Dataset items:

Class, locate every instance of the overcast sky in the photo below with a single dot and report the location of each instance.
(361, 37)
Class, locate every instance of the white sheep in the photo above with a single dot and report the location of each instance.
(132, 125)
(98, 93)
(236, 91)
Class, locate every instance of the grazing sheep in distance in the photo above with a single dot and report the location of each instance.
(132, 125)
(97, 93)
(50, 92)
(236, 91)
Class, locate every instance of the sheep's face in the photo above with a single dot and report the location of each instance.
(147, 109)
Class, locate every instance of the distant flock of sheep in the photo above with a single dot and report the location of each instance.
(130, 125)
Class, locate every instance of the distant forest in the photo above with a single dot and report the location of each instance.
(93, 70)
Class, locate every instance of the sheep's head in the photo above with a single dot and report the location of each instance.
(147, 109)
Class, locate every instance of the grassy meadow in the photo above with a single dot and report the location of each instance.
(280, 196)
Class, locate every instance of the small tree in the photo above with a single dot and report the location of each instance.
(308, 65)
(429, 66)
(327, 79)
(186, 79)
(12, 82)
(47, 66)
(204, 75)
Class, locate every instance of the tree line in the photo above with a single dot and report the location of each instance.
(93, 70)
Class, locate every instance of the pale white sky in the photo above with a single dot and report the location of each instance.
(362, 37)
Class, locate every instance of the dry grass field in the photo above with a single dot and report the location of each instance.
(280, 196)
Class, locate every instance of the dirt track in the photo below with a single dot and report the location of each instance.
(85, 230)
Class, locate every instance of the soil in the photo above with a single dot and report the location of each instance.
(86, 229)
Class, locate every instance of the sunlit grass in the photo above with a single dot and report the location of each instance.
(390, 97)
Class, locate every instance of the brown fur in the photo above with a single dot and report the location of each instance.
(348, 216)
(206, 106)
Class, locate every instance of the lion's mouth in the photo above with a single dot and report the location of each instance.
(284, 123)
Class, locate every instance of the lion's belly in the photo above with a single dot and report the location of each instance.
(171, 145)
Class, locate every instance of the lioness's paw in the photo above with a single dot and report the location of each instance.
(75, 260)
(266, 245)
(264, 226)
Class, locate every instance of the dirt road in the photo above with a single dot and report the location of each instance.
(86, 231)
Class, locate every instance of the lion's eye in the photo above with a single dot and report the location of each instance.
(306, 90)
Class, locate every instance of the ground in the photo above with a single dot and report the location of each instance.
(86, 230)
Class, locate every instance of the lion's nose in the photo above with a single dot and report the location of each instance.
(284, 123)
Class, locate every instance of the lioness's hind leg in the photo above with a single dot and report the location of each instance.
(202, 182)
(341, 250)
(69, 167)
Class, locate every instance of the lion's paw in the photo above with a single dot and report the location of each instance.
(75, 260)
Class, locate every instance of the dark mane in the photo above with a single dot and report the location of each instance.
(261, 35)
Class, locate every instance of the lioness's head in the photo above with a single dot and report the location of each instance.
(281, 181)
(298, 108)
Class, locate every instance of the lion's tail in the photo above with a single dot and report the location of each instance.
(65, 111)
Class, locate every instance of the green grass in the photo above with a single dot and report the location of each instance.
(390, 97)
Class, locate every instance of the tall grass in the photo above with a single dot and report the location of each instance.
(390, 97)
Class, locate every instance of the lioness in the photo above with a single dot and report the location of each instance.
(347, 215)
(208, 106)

(Directions for this task): An exact repeat of all the entries above is required.

(Answer to this task):
Class, locate every instance of the overcast sky in the photo below with a single dot and report the location of each instance.
(361, 37)
Class, locate every instance of the white sheep in the photo above with a single dot and report the location of each instance.
(132, 125)
(98, 93)
(236, 91)
Class, locate every instance of the grazing sheep in distance in the photo above with a single dot and report the location of each instance.
(132, 125)
(97, 93)
(50, 92)
(236, 91)
Class, locate every instance of the sheep's face in the photo above with a single dot and report the location of each instance.
(147, 109)
Class, locate every instance of the distant flock of sheep in the photo above with a single dot and report the location of each instance.
(130, 125)
Class, locate every instance of the distant forest in the photo above with a single dot and report the location of each instance.
(93, 70)
Class, locate every instance of the sheep's head in the photo above with a single dot and report the location of each instance.
(147, 109)
Class, locate every instance of the grassy meadow in the photo above with a single dot and report the location of each instance.
(280, 196)
Class, locate every instance of the small tree in the photo above with a single dot and report the location of each instance.
(308, 65)
(429, 66)
(327, 79)
(186, 79)
(12, 82)
(47, 66)
(204, 75)
Class, locate every instance of the tree line in the photo above with a single dot and report the location of each instance.
(93, 70)
Class, locate every instance of the pale white sky in the photo above with a single dot and report the location of each instance.
(362, 37)
Class, locate every instance of the dry grass field in the photo above with a single dot and report the location of each instance.
(280, 196)
Class, locate every instance of the dirt track in the photo below with a single dot and report the location of each instance.
(85, 230)
Class, locate every instance of the soil in the photo above with a single dot and report the location of each instance.
(86, 229)
Class, locate every instance of the sunlit grass in the photo above with a single dot and report the location of each instance.
(390, 97)
Class, locate every instance of the brown fur in the photo above with a single dot and report the location of each instance.
(348, 216)
(206, 106)
Class, locate every instance of the lion's mouth in the photo above with a single dot and report the location of each instance.
(284, 123)
Class, locate every instance of the lion's belly in the photo above with a single dot and report the location of each instance.
(171, 145)
Class, locate every instance of the lioness's paw in the photo above with a single dot and report the location of each instance.
(75, 260)
(266, 245)
(264, 226)
Class, locate every instance of the dirt road in the photo above with a single dot and report the location of each instance.
(86, 231)
Class, locate every instance of the lion's eye in the photo above with a single dot and report the location of each instance.
(306, 90)
Class, locate every instance of the ground in the photo above with a single dot and report the location of each instance.
(86, 230)
Class, locate every instance of the lion's nose in the photo above with a single dot and report the location of each instance.
(284, 123)
Class, locate every instance of the lioness's hind leg in the photo above with a single dot and report the location of each instance.
(202, 182)
(341, 250)
(69, 167)
Class, locate every instance of the lion's paw in the photo above with a single dot and report the location of each instance.
(75, 260)
Class, locate every instance of the dark mane in the photo above with a single dot and report the location of each instance.
(261, 35)
Class, locate every instance of the lioness's head in the photo above with a single dot and report the location of each instance.
(281, 181)
(298, 108)
Class, locate every instance of the lion's tail in the photo above with a single dot and report the location of each instance.
(65, 111)
Class, locate every instance of the green grass in the photo above with a single dot and report the location of each instance.
(390, 97)
Class, locate every instance of the tall grass in the photo above with a single dot and report the location of each instance.
(390, 97)
Class, locate every instance of the lioness in the photo above with a single dot and report the location of each instance.
(347, 215)
(208, 106)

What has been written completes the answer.